=== Instruction 1 ===
Answer these questions using the XML tutorial:
(a) What does XML stand for?
(b) Of the three ways XML is described as easy, which one is called most important?
(c) According to the section on message structure, what is the first line of an XML message?
=== Instruction 2 ===
Copy word for word the stretch of the XML tutorial that starts at "It is a little" and runs through "of this series).".

In this instructable you will learn:

  • What is XML?
  • How is XML Structured?
  • What is XML Used For?
  • How to Parse and Send XML using Python
  • See an Example Application for XML

More XML information, cool projects and blogs on www.switchdoc.com

Step 1: What is XML? Why is it useful?

What is XML?

XML stands for eXtensible Markup Language. It is a language to structure, store and transport information in a hardware and software independent way. It kind of looks like HTML but it is used to transport information not to display information. HTML and XML are both examples of an SGML (Standard Generalized Markup Language).

What do you use XML for?

It is a little difficult to understand, but XML does not "Do" anything. XML is designed to transport information unlike HTML which is used to display information. You use XML to structure data (usually in a human readable format) and to send this data to other pieces of software on your own machine or across the Internet. Often user preferences or user data is also stored in XML and then written to files. If you need to send structured data, then XML is an excellent choice. It is easy to parse, easy to modify, and most importantly, easy to debug. One very useful characteristic of XML files is that they can be extended (more elements, attributes, etc.) without breaking applications. Providing, of course, those applications are well written (see Part Two of this series).

Here is a complete XML message:
 <?xml version="1.0" encoding="ISO-8859-1"?>
 <XMLCOMMAND>
     <OBJECTID>12</OBJECTID>
     <OBJECTSERVERID>BL-1</OBJECTSERVERID>
     <OBJECTTYPE>2048</OBJECTTYPE>
     <OBJECTFLAGS>0</OBJECTFLAGS>
     <RASPICONNECTSERVERVERSIONNUMBER>2.4
     </RASPICONNECTSERVERVERSIONNUMBER>
     <RESPONSE>
         <![CDATA[100.00, 0.00, CPU Load]]>
     </RESPONSE>
 </XMLCOMMAND>

Structure of an XML message

Unlike HTML, in XML you define your own tags. A well formed XML message has a "root" and then "branches" and "leaves". The first line is the XML declaration. It rarely changes. The second line describes the root element of the XML document.

=== Collected data entries ===
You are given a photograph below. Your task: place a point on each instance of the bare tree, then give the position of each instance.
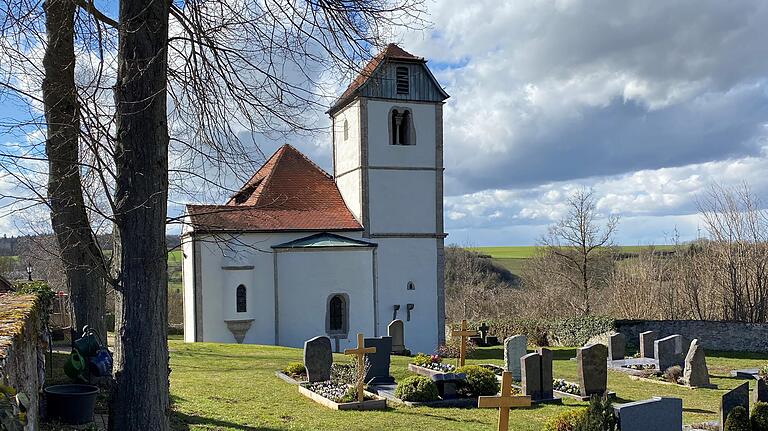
(576, 251)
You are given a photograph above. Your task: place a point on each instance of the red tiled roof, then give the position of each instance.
(391, 52)
(288, 192)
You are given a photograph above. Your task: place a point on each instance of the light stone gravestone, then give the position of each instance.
(667, 353)
(737, 397)
(617, 345)
(546, 373)
(396, 330)
(318, 359)
(378, 361)
(514, 349)
(592, 364)
(530, 371)
(647, 340)
(657, 414)
(760, 393)
(696, 372)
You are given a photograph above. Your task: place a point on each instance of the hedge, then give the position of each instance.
(572, 331)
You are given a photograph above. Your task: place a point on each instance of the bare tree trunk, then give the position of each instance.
(140, 396)
(79, 250)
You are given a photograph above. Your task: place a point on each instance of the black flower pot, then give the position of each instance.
(71, 404)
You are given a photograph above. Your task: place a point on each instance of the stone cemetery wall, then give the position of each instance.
(728, 336)
(22, 349)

=== Correct answer 1 ===
(a) eXtensible Markup Language.
(b) It is easy to debug.
(c) The XML declaration.

=== Correct answer 2 ===
It is a little difficult to understand, but XML does not "Do" anything. XML is designed to transport information unlike HTML which is used to display information. You use XML to structure data (usually in a human readable format) and to send this data to other pieces of software on your own machine or across the Internet. Often user preferences or user data is also stored in XML and then written to files. If you need to send structured data, then XML is an excellent choice. It is easy to parse, easy to modify, and most importantly, easy to debug. One very useful characteristic of XML files is that they can be extended (more elements, attributes, etc.) without breaking applications. Providing, of course, those applications are well written (see Part Two of this series).